→ GIVEN PROBLEM
Return the records verbatim, from their first line through the line containing "[[[155,0],[154,8],[166,23],[176,23],[186,17],[192,9],[191,0]]]", both ends included.

→ EXTRACTED DATA

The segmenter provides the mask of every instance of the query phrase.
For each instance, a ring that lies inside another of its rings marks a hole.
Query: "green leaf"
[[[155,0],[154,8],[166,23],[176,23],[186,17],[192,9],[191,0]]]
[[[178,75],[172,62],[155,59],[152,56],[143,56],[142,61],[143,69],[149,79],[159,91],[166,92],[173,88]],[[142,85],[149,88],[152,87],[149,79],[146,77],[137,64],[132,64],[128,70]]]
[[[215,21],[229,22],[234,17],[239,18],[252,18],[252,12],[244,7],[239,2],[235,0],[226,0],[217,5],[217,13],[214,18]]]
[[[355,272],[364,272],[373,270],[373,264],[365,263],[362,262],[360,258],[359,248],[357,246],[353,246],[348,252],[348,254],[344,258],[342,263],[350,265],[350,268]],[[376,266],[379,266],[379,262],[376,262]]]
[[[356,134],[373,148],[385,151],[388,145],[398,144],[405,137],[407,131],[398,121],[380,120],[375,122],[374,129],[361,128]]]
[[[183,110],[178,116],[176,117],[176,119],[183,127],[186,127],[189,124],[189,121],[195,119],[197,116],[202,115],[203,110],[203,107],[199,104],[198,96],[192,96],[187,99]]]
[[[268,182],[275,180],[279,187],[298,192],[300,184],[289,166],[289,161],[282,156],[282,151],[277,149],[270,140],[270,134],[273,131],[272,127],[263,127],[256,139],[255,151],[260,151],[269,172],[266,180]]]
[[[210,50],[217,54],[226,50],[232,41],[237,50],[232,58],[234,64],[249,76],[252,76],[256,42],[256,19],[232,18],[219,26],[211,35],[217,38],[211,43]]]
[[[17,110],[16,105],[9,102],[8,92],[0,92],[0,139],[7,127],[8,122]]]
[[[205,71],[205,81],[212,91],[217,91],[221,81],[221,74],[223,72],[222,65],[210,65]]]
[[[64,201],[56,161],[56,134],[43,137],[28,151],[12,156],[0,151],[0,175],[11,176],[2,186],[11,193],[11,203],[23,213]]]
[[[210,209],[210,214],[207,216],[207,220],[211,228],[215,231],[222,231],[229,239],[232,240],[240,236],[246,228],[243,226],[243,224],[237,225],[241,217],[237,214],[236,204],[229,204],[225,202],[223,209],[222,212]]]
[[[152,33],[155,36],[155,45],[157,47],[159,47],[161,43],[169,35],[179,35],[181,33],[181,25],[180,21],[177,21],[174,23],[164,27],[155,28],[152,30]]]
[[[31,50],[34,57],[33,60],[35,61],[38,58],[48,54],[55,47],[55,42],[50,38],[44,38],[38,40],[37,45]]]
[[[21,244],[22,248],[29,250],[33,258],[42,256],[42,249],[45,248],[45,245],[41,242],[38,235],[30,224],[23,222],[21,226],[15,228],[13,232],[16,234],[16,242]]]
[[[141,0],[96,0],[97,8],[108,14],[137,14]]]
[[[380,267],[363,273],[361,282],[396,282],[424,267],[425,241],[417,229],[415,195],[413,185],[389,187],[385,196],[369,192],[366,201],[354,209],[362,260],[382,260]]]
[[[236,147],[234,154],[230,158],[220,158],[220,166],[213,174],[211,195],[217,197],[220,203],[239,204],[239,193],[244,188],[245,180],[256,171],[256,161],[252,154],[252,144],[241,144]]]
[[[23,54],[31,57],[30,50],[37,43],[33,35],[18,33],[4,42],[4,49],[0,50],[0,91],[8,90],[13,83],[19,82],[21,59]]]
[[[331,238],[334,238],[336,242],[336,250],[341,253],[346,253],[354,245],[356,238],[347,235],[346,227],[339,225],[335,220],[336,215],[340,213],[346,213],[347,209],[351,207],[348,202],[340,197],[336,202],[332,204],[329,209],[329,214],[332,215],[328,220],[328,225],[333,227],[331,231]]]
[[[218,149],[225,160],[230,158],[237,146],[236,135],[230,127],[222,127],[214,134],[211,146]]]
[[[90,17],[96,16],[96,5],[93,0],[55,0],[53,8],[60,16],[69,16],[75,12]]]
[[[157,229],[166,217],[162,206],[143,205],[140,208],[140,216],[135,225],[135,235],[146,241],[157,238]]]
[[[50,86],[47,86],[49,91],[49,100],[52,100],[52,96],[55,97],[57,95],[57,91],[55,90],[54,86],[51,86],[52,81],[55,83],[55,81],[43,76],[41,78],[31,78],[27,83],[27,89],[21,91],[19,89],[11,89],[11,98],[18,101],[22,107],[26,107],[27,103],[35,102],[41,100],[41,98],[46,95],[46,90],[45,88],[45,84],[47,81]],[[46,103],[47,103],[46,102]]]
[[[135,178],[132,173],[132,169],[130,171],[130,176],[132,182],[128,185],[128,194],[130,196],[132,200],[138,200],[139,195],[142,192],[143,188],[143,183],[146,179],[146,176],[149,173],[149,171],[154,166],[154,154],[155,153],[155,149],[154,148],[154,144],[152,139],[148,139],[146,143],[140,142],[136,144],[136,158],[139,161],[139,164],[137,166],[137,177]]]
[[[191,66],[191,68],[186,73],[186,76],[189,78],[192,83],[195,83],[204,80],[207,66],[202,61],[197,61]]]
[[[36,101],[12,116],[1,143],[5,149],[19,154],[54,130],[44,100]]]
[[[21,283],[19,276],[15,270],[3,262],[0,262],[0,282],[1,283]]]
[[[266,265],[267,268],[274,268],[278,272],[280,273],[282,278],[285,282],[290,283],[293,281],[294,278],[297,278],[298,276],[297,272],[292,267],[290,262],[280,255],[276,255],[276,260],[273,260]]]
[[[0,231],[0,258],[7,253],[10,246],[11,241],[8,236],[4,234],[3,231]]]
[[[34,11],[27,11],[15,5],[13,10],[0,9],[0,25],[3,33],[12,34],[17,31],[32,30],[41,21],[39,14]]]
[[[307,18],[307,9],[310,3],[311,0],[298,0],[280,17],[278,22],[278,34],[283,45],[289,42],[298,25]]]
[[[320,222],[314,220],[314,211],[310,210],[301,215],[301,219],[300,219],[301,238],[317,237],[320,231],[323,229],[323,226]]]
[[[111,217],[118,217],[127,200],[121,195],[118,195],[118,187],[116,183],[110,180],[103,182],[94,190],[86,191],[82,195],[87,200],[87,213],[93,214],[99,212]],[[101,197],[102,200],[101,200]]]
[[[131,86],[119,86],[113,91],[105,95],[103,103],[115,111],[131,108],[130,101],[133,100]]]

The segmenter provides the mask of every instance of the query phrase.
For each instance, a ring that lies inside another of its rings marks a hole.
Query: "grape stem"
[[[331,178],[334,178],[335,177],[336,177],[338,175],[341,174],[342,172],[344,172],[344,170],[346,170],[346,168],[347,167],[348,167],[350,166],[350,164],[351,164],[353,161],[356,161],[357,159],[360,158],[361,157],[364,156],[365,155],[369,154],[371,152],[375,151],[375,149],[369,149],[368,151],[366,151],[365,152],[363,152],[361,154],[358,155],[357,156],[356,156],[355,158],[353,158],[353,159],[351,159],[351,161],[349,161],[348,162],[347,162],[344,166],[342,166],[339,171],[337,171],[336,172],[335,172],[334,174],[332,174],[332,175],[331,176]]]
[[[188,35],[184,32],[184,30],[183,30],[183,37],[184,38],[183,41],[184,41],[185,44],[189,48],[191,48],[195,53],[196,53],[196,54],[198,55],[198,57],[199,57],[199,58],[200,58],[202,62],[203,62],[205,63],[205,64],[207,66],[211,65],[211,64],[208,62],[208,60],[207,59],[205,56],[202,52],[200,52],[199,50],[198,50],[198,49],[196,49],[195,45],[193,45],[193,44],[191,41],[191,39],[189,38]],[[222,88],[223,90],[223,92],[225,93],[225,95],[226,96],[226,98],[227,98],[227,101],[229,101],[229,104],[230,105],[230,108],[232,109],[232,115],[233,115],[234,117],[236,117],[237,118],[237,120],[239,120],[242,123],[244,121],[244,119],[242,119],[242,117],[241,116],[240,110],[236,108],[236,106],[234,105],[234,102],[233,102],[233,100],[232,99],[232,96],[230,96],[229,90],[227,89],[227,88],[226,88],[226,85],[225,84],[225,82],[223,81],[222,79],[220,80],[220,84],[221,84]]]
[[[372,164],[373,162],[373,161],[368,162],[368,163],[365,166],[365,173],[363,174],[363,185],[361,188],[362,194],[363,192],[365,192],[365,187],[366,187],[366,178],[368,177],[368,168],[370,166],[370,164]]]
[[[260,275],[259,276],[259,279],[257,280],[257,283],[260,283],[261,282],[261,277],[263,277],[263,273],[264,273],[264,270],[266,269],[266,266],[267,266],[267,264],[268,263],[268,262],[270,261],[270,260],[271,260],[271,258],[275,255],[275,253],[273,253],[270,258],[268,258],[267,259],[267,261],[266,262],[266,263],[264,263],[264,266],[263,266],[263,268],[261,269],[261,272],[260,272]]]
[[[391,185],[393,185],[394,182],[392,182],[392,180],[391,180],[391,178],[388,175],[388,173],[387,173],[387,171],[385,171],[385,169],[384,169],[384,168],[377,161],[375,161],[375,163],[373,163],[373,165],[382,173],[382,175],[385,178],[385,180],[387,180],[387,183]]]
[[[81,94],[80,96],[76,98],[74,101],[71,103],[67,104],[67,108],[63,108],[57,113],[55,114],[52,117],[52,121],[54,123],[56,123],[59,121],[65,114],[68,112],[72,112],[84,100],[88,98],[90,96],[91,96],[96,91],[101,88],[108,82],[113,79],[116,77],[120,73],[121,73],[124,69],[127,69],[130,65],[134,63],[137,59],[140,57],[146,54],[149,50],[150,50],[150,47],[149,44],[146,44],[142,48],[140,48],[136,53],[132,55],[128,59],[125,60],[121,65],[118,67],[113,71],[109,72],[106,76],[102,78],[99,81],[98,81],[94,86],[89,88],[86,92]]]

→ SOLUTION FOR THIS TASK
The segmenter provides the mask of every instance of the query phrase.
For each instance, a ring that lies inside another of its rings marks a hole.
Query: "green leaf"
[[[155,0],[154,8],[166,23],[176,23],[186,17],[192,9],[191,0]]]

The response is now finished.